The famous photo of Malinowski learning the enforcement mechanism for the kula ring as reanimated skeletons attack his camp.
The famous photo of Malinowski learning the enforcement mechanism for the kula ring as reanimated skeletons attack his camp.
For our readers not too familiar with the history or current state of anthropology, you could find much more useful resources, but why bother? Consult Uncyclopedia’s article on ‘anthropology,’ a muddled mess of baseless assertions and inaccuracies; in other words, probably as good a definition as any other.

Wizened anthropologists will notice all sorts of crucial elements that are still missing from the entry; our friends on the Australian Anthropological Society mailing list have pointed out that perhaps the most famous recently-deceased anthropologist, Michel Foucault, is missing from the un-entry. I also noted the absence of any discussion of the role of hallucinogens in the production of anthropological theory, from the early crucial inspiration of absinthe to the later influence of Amazonian pharmacology and performance-enhancing peyote, to more recent experimentation with endo-generated narcotics such as extreme reflexivity and disciplinary megalomania/self-castigation bipolarism.

# Source records:
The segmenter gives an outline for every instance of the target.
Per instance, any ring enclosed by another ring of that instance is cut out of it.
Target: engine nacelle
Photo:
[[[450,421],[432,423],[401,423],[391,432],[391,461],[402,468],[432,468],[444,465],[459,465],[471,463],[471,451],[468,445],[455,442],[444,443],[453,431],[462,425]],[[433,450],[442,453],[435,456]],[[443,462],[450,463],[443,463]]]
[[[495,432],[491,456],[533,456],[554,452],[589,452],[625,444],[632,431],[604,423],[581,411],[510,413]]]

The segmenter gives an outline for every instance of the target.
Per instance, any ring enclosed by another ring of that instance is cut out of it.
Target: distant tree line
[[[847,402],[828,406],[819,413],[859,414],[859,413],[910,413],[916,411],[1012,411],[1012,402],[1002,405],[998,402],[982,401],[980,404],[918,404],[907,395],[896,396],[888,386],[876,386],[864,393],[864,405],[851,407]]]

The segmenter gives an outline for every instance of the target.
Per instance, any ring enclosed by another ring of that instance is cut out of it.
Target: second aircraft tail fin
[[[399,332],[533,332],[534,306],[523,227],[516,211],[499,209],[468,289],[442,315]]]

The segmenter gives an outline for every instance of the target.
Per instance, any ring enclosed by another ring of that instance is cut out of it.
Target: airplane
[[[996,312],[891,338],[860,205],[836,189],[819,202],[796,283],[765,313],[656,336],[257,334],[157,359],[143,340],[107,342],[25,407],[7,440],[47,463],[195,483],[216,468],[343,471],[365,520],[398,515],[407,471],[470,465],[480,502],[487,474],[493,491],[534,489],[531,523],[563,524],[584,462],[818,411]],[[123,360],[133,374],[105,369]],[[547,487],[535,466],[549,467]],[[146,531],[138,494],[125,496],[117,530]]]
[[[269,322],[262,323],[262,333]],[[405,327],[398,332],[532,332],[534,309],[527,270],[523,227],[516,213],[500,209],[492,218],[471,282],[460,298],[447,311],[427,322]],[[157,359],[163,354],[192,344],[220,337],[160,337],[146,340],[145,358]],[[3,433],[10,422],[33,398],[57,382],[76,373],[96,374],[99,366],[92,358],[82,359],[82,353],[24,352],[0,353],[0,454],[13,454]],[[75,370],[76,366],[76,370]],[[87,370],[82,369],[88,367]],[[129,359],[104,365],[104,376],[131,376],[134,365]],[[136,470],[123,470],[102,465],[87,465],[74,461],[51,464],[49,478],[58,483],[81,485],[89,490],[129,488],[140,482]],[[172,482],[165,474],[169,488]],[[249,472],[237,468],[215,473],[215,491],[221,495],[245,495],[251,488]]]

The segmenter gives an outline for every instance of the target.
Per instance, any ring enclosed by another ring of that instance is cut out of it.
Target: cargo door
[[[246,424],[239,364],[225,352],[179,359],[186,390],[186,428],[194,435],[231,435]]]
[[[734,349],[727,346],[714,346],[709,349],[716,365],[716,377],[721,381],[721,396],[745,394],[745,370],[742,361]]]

# WHAT YOU NEED TO DO:
**A)** In the satirical anthropology excerpt, whose absence from the entry did members of the Australian Anthropological Society mailing list point out?
**B)** Resume the satirical anthropology excerpt, picking up right after its final sentence.

# RESPONSES BY TASK:
**A)** Michel Foucault

**B)**
Also mysteriously missing is any mention of thesis-related slavery in the teaching of anthropology, chunky ethnic jewelry or hemp clothing, or any word with the prefix ‘post-‘. In other words, the uncyclopedia entry on anthropology is a work in progress, but definitely not likely to become the least bit more accurate or reflect the field in a favourable light. I’d heartily recommend that you click on the link to visit the site so that someone might fall under the illusion from the page traffic that anthropology has a larger audience than it actually has, or you could maliciously hack the page and suggest that the field is closely related to sociology.